* [Aufgabe 1]:
Schreib bitte aus der Auflistung weiter unten den Abschnitt von der Zeile mit „Reviewer note: every instance of the distant building“ bis einschließlich der Zeile mit „pixel 145 161“ noch einmal unverändert ab.

* [Seitentext]:
Altersheim statt Gefängniszelle
 
Der Journalist Bart Funnekotter geht aufgrund seiner Recherchen von mehr als 600 möglichen Kriegsverbrechern aus, die heute, siebzig Jahre nach dem Beginn des Zweiten Weltkrieges, eigentlich noch vor Gericht gestellt werden müssten. Ein Beispiel aus seinem Handelsblad-Bericht: „Heinrich Boere ist mit heiler Haut entkommen. Der frühere niederländische SSler (85) dürfte seine letzten Tage in einem Altersheim in der Eifel fristen, statt in einer Zelle in einem Gefängnis. Das Gericht in Aachen, wo er sich für drei Morde, die er während des Zweiten Weltkrieges in den Niederlanden begangen hat, verantworten sollte, beschloss am 7. Januar, dass er zu krank sei, um sich einem Prozess zu unterziehen.“
 
Sechs Jahrzehnte Rückstellung
 
In den siebziger und achtziger Jahren waren weltweit noch hunderte Ermittler und Juristen auf der Suche nach flüchtigen NS-verbrechern. Heute seien es nur noch einzelne und ca. zehn Verfahren, die zum Abschluss kommen könnten, so Bart Funnekotter. Im September 2008 hatte Ulrich Maaß, Oberstaatsanwalt in Dortmund, beschlossen, den SSler Boere in Deutschland vor Gericht zu bringen. Maaß ist Leiter der Schwerpunkt-Staatsanwaltschaft für NS-Verbrechen in Nordrhein-Westfalen und hier hauptverantwortlich für die Verfolgung von verdächtigen Naziverbrechern. Wegen beschränkter Mittel dauerte es lange, bis er an die Strafsache Boere kam. Funnekotter: „Zu lange, wie sich nun herausstellt. Sechs Jahrzehnte Rückstellung haben zum Aufschub geführt.“
 
60 ungarische Juden ermordet?

* [Aufgabe 2]:
Gib aus dem Seitentext oben den Abschnitt von „In den siebziger“ bis einschließlich „ungarische Juden ermordet?“ wortgetreu wieder.

* [Vorgegebene Einträge]:

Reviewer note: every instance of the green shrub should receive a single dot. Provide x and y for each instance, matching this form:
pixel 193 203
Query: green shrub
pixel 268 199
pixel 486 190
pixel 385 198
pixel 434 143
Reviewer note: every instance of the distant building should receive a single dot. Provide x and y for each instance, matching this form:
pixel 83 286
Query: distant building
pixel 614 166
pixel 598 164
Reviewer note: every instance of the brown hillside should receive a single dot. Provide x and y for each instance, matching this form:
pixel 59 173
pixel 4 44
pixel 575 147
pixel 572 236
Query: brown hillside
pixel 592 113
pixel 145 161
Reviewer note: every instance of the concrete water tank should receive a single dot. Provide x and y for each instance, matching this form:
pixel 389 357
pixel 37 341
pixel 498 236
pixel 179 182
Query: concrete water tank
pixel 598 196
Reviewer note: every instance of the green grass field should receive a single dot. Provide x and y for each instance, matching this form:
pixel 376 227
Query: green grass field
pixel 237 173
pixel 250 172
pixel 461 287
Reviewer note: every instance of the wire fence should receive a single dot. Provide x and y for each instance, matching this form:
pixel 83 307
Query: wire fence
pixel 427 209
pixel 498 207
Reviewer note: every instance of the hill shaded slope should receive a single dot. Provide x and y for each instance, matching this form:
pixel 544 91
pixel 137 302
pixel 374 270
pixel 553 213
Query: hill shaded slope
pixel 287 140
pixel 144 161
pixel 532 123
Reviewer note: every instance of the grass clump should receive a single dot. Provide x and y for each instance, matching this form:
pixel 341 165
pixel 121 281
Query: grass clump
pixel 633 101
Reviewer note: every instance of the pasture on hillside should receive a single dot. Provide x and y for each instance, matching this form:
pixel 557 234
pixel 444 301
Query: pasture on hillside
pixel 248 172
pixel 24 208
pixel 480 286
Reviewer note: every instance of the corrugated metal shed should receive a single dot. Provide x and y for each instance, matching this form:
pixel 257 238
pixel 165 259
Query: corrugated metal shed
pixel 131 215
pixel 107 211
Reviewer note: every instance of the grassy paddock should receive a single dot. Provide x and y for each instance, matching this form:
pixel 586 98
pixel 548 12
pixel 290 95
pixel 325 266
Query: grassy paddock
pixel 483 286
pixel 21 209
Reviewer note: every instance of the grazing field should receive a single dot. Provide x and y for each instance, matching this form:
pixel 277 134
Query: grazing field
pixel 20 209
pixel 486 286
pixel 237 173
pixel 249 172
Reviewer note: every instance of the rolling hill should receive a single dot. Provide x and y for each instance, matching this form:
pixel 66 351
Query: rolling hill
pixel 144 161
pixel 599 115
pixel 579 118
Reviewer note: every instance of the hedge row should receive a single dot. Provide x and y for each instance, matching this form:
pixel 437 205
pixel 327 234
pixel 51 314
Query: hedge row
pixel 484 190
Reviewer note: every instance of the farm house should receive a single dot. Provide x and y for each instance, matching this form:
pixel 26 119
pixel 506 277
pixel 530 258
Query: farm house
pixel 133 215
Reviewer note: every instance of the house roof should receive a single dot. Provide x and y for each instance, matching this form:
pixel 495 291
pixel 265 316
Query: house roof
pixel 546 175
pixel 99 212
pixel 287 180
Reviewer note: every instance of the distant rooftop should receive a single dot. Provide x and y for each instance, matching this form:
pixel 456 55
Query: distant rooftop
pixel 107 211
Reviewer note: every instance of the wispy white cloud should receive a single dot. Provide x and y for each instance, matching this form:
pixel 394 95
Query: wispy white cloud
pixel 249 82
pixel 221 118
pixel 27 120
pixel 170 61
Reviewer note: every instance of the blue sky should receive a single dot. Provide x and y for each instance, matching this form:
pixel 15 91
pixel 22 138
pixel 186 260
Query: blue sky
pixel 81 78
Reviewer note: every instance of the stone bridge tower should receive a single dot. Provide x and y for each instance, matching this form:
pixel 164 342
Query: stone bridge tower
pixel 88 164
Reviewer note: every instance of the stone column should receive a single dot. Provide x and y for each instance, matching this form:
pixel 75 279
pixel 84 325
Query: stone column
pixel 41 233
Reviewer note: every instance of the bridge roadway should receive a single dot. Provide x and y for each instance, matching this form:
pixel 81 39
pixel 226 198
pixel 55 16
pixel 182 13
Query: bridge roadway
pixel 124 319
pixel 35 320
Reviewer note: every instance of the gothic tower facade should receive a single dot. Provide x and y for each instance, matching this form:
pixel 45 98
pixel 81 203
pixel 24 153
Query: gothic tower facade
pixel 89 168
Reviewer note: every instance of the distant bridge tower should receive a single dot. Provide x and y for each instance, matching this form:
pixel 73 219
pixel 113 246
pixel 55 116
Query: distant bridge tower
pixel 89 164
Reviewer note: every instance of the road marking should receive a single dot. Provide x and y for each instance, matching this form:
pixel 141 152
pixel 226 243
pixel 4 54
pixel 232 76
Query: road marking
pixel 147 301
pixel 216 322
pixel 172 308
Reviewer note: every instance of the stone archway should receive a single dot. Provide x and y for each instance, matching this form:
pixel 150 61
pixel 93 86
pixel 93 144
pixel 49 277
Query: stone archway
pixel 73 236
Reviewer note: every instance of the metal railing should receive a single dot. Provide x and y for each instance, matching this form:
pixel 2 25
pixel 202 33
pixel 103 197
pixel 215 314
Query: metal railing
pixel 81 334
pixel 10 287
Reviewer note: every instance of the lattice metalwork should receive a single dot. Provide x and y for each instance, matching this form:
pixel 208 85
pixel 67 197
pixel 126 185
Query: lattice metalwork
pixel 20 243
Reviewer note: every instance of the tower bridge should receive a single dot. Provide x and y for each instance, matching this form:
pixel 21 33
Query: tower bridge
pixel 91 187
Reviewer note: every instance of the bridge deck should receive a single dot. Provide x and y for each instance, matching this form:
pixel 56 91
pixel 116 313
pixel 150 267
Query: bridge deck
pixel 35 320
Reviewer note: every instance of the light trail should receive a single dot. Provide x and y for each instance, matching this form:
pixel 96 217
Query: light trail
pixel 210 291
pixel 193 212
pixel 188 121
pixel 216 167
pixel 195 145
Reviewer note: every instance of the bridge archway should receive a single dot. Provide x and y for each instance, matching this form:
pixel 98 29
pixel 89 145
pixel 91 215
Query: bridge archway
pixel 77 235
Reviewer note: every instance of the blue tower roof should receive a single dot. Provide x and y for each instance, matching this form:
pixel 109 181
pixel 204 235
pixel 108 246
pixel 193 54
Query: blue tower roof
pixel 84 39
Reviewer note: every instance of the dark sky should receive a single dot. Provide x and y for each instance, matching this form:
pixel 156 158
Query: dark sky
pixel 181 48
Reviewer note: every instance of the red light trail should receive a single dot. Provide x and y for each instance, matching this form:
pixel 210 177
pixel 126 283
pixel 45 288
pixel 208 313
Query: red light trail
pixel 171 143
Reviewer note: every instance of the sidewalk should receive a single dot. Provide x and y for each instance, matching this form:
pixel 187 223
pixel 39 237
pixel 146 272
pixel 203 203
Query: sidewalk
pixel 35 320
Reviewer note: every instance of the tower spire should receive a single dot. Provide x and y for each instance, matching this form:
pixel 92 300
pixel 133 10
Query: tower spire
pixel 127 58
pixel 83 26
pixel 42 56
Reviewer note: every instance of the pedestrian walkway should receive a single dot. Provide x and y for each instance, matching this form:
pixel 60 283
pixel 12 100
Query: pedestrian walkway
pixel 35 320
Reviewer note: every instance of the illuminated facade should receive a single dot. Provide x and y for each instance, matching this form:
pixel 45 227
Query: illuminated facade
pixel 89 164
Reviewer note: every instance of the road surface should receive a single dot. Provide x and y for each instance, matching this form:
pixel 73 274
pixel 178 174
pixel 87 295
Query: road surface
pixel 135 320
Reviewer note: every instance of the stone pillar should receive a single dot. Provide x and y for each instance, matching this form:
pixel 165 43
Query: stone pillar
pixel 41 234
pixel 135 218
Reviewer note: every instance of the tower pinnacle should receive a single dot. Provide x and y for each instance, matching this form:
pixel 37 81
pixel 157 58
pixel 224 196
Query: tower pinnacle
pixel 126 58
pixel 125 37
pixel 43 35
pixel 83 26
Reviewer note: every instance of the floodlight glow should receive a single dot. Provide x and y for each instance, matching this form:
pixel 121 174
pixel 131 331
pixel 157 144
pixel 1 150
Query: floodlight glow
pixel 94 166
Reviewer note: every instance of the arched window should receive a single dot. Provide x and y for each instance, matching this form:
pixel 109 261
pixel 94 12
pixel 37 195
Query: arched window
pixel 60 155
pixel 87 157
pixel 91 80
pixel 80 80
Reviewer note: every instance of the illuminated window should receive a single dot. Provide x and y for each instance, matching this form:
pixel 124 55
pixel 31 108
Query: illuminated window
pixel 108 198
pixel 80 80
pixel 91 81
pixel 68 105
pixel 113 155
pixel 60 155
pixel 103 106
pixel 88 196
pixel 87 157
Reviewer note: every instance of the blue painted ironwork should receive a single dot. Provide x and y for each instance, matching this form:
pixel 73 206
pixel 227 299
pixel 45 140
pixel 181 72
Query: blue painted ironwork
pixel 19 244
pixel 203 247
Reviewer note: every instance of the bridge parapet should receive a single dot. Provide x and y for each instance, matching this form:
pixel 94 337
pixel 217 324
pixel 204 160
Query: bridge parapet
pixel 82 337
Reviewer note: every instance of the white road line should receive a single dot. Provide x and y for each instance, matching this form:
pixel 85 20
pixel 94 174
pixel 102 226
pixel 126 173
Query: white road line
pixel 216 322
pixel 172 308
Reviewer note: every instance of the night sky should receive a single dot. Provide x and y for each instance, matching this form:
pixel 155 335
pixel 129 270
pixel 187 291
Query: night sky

* [Ergebnis 1]:
Reviewer note: every instance of the distant building should receive a single dot. Provide x and y for each instance, matching this form:
pixel 83 286
Query: distant building
pixel 614 166
pixel 598 164
Reviewer note: every instance of the brown hillside should receive a single dot. Provide x and y for each instance, matching this form:
pixel 59 173
pixel 4 44
pixel 575 147
pixel 572 236
Query: brown hillside
pixel 592 113
pixel 145 161

* [Ergebnis 2]:
In den siebziger und achtziger Jahren waren weltweit noch hunderte Ermittler und Juristen auf der Suche nach flüchtigen NS-verbrechern. Heute seien es nur noch einzelne und ca. zehn Verfahren, die zum Abschluss kommen könnten, so Bart Funnekotter. Im September 2008 hatte Ulrich Maaß, Oberstaatsanwalt in Dortmund, beschlossen, den SSler Boere in Deutschland vor Gericht zu bringen. Maaß ist Leiter der Schwerpunkt-Staatsanwaltschaft für NS-Verbrechen in Nordrhein-Westfalen und hier hauptverantwortlich für die Verfolgung von verdächtigen Naziverbrechern. Wegen beschränkter Mittel dauerte es lange, bis er an die Strafsache Boere kam. Funnekotter: „Zu lange, wie sich nun herausstellt. Sechs Jahrzehnte Rückstellung haben zum Aufschub geführt.“
 
60 ungarische Juden ermordet?